Reproduce the data below word for word, keeping every line as it is.

[Begin Input material]

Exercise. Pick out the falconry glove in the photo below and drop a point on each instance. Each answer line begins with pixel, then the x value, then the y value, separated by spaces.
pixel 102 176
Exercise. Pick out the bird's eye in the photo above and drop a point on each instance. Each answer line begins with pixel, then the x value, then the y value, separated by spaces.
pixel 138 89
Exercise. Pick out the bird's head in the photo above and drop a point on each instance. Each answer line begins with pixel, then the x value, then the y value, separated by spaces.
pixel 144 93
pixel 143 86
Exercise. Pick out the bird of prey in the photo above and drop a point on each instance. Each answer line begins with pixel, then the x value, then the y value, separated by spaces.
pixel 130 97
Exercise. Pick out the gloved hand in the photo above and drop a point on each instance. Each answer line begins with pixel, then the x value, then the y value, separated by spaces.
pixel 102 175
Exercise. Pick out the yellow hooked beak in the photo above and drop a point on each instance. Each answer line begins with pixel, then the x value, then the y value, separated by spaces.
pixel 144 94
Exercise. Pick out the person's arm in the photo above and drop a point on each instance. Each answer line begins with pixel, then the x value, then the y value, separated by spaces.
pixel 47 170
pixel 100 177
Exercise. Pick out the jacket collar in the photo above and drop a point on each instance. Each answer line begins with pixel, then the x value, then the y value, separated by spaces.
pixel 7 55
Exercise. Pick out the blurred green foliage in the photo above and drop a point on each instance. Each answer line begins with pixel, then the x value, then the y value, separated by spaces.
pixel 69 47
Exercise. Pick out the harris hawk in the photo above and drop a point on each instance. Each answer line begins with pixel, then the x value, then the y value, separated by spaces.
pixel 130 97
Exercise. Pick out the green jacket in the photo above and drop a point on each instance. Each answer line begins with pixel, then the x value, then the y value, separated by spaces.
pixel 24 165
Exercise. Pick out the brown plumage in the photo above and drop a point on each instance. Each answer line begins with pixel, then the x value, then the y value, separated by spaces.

[End Input material]

Reply ::
Exercise. Pick out the falconry glove in the photo below and drop a point on each instance. Each answer line begins with pixel, then the x value, then the y value, separated by spaces.
pixel 102 176
Exercise. Pick out the bird's eye in the photo above and drop a point on each instance. Each answer line begins with pixel, then the x value, then the y value, separated by spaces.
pixel 138 89
Exercise. Pick out the bird's head in the photo above and drop a point on each instance. Each answer line begins with pixel, then the x value, then the y value, separated by spaces.
pixel 144 93
pixel 143 86
Exercise. Pick out the bird of prey in the photo above and drop a point on each instance. Each answer line begins with pixel, then the x value, then the y value, separated by spaces.
pixel 130 97
Exercise. Pick out the gloved hand in the photo above and drop a point on each instance. Each answer line begins with pixel, then the x value, then the y value, separated by spaces.
pixel 102 175
Exercise. Pick out the yellow hooked beak in the photo above and drop a point on each instance. Each answer line begins with pixel, then the x value, then the y value, separated by spaces.
pixel 144 94
Exercise. Pick out the person's arm in the photo above and drop a point on each instance. Each answer line begins with pixel, then the x value, then the y value, separated by spaces.
pixel 47 170
pixel 100 177
Exercise. Pick out the jacket collar in the photo above and drop a point on each instance. Each answer line begins with pixel, then the x value, then the y value, separated by spaces.
pixel 7 55
Exercise. Pick out the blurred green foliage in the photo above and drop a point on each instance. Each answer line begins with pixel, then the x value, then the y value, separated by spaces.
pixel 69 47
Exercise. Pick out the harris hawk in the photo above and drop a point on each instance. Each answer line begins with pixel, then the x value, then the y value, separated by spaces.
pixel 130 97
Exercise. Pick out the green jacket in the photo above and drop a point on each instance. Each answer line begins with pixel, then the x value, then the y value, separated by spaces.
pixel 24 165
Exercise. Pick out the brown plumage in the photo above and drop a point on each instance. Each answer line begins with pixel, then the x value, then the y value, separated by spaces.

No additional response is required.